▶ _Directions_
Pick out each line in the listing below that contains the word "white", and copy those lines.

Annotated coordinate records
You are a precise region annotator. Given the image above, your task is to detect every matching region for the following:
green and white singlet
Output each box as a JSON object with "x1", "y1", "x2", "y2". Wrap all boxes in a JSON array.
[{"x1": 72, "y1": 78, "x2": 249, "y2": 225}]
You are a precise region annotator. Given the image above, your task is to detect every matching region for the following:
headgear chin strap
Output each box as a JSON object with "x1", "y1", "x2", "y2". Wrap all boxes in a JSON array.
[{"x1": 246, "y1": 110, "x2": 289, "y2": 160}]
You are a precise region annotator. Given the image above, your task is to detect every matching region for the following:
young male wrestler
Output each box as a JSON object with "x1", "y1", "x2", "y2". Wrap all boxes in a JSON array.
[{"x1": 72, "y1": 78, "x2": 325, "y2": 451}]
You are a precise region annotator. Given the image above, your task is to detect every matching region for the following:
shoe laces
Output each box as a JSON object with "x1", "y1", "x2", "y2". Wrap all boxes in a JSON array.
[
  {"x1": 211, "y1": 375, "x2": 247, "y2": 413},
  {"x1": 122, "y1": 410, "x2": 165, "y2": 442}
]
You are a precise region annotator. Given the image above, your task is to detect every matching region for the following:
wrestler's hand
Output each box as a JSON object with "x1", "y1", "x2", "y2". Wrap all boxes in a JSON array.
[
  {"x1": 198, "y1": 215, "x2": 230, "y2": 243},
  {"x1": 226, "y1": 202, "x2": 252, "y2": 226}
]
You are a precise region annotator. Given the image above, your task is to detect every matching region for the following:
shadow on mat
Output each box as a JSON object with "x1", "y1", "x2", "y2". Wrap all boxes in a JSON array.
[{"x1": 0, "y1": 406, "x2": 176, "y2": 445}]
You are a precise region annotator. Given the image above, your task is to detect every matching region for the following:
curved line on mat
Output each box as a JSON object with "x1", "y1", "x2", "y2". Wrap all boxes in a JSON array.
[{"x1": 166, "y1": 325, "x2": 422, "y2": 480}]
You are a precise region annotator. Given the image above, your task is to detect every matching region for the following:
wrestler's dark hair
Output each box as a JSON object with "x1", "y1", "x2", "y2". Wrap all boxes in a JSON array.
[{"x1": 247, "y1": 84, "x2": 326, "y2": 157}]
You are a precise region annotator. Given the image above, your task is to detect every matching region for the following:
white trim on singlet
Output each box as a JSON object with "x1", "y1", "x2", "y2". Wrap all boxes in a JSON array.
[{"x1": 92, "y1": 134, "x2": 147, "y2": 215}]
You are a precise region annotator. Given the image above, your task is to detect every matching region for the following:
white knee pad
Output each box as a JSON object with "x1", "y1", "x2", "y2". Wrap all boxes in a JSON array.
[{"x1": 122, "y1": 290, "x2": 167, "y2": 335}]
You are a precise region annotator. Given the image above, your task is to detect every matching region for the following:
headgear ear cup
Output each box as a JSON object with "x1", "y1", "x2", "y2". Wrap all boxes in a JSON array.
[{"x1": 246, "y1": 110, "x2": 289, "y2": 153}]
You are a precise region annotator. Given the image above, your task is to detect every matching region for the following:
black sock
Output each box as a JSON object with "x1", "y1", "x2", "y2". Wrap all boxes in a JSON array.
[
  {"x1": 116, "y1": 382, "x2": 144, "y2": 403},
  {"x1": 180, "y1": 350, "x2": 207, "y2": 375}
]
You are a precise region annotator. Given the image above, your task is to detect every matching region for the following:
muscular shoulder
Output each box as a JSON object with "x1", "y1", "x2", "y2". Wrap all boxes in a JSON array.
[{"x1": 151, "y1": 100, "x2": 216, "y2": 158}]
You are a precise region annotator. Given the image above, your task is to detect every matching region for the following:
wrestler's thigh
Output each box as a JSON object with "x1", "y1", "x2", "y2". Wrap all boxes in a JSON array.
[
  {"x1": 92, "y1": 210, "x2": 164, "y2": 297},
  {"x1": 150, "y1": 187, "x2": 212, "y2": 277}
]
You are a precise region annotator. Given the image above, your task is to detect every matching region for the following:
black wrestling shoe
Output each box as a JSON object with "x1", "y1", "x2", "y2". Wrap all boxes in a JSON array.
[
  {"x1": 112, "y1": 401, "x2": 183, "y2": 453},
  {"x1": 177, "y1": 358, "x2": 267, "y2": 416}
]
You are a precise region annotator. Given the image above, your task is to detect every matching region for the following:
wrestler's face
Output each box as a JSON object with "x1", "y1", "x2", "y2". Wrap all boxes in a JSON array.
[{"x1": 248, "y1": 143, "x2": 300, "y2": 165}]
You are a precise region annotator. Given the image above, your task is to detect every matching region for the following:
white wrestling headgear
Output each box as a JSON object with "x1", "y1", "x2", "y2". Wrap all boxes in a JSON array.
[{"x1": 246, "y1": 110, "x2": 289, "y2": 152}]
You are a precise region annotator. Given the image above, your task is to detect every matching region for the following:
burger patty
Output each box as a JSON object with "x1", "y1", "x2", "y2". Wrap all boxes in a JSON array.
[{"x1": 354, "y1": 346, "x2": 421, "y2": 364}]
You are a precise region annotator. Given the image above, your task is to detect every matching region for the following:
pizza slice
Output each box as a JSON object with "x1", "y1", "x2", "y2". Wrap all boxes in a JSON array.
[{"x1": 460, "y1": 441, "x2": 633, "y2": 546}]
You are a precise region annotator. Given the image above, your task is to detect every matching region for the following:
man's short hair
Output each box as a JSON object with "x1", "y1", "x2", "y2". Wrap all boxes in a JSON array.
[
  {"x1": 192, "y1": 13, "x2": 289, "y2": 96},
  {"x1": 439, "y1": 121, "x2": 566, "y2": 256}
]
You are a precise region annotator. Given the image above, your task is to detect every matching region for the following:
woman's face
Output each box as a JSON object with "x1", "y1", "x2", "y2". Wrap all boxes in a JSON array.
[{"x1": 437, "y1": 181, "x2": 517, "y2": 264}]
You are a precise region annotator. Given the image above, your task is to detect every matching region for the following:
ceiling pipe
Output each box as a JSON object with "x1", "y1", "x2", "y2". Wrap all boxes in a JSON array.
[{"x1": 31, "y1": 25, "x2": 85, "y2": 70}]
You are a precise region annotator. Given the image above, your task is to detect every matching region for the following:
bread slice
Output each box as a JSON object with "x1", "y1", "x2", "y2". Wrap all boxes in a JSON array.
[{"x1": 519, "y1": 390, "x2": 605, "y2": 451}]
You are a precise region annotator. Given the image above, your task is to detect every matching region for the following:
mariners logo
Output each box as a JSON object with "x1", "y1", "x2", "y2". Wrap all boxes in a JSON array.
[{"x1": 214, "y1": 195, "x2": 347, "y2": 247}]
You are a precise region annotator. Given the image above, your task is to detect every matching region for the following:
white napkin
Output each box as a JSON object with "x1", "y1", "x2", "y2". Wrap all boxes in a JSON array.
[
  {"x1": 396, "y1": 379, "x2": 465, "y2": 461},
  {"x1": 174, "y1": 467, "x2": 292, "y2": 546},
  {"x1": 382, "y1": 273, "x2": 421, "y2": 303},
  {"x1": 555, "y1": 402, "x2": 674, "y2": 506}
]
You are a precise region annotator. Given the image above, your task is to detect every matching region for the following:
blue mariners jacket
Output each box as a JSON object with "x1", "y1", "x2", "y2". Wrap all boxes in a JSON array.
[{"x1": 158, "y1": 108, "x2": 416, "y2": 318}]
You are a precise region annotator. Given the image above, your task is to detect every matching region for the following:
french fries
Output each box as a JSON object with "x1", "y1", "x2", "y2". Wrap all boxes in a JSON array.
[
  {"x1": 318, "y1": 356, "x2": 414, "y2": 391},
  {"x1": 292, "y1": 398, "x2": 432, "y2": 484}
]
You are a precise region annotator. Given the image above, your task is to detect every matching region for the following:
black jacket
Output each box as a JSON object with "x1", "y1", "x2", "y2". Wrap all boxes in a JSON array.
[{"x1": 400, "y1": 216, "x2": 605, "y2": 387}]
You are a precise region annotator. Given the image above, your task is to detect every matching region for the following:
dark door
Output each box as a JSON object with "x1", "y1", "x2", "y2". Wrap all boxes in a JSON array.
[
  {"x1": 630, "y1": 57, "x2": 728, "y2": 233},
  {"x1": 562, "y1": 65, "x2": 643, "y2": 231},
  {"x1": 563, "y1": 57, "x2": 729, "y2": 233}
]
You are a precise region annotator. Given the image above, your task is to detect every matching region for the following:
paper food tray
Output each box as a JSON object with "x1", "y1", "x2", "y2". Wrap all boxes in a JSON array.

▶ _Worked answer_
green and white singlet
white trim on singlet
white knee pad
white wrestling headgear
white napkin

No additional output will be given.